Reading text:
* Start *

John said:
Perhaps you might like to be somewhat more precise with your
requirements.
Sure. More on this below.
"POSIX-compliant" made me think of yuckies like [:fubar:]
in character classes
Yep. I do not need POSIX *syntax* for regular expressions but POSIX
*semantics*, at least the "leftmost-longest" part (in contrast to the
"first then longest" used in Python, Perl, .NET, etc.)
The operands of | are such that the length is not fixed and so you can't
write them in descending length order? Care to tell us some more detail
about those operands?
Basically, I'd like to use the (excellent) python module SPARK
of John Aycock to build an (extended) C lexer. To do so, I need
to specify the patterns that match my tokens as well as a priority
between them. SPARK then builds a big alternate list of patterns
that begins with the high priority patterns and ends with the low
priority patterns and runs a match.
The problem with to be very careful and to specify explicitely the
priorities to get the desired results: "<=" shall be higher than "<",
decimal stuff higher than integer, etc, when most of the time what
you really want is to match the longest pattern ...
Worse, the priority work-around does not work well when you
compare keywords and (other) identifiers. To match "fortune"
as a identifier, you would need to define identifier with a higher
priority than keyword and it is a problem: "for" would be then
match as a identifier when it is a keyword.
I can come up with possible work-arounds for the "id vs
keyword" issue, but nothing that really makes me happy ...
Therefore, I was studying the possible replacement of the
Python native regular expression engine with a "POSIX
semantics" regular expression engine that would give the
longest match and avoid me a lot of extra work ...
I hope it's clearer now
Any advice ?
Cheers
SB

* End *

What to work on:
A) Rewrite the paragraph of the forum post beginning "Basically, I'd like to use" in fewer words, keeping its main facts.
B) Please reproduce the forum post word for word, between "I can come up" and "extra work ...", inclusive.
C) Name every language or platform that the forum post lists as using "first then longest" matching.

Records shown:
* Start *

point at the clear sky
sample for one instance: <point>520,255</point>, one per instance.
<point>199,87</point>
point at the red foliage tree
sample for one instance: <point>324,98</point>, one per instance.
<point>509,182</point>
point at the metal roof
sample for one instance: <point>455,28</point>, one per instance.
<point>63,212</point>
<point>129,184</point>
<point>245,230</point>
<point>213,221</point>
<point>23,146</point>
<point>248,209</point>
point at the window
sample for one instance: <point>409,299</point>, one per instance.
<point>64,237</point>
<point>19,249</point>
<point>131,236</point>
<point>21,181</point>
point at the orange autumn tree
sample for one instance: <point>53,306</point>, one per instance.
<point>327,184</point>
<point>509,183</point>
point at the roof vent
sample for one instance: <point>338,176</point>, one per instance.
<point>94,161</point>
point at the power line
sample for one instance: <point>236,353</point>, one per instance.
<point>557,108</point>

* End *

Answers:
A) The writer wants to build an extended C lexer with John Aycock's Python module SPARK. This means specifying patterns for the tokens and priorities among them. SPARK then combines the patterns into one large alternation, ordered from high to low priority, and runs a match.

B)
I can come up with possible work-arounds for the "id vs
keyword" issue, but nothing that really makes me happy ...
Therefore, I was studying the possible replacement of the
Python native regular expression engine with a "POSIX
semantics" regular expression engine that would give the
longest match and avoid me a lot of extra work ...

C) Python, Perl, .NET